Collected data:
-=-=-

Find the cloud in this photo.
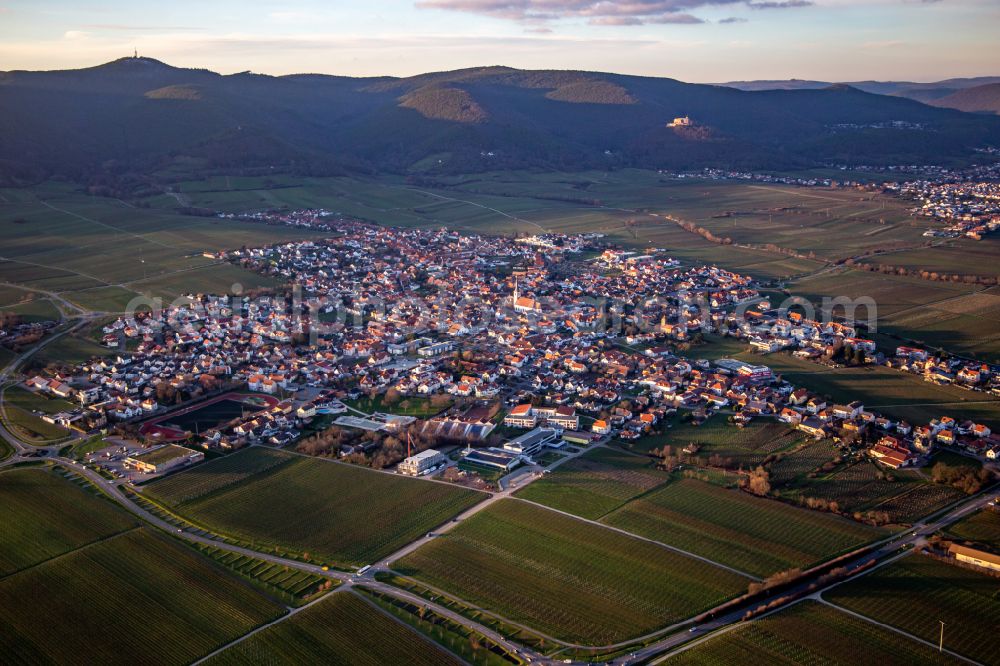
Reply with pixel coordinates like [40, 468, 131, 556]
[82, 23, 204, 32]
[747, 0, 813, 9]
[416, 0, 813, 26]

-=-=-

Required work:
Lay out every line of the records above as a Markdown table with the columns "Row" and "Line", skipping blank lines. Leave the pictures out.

Response:
| Row | Line |
|---|---|
| 1 | Find the cloud in this photo. |
| 2 | Reply with pixel coordinates like [40, 468, 131, 556] |
| 3 | [82, 23, 204, 32] |
| 4 | [747, 0, 813, 9] |
| 5 | [416, 0, 813, 26] |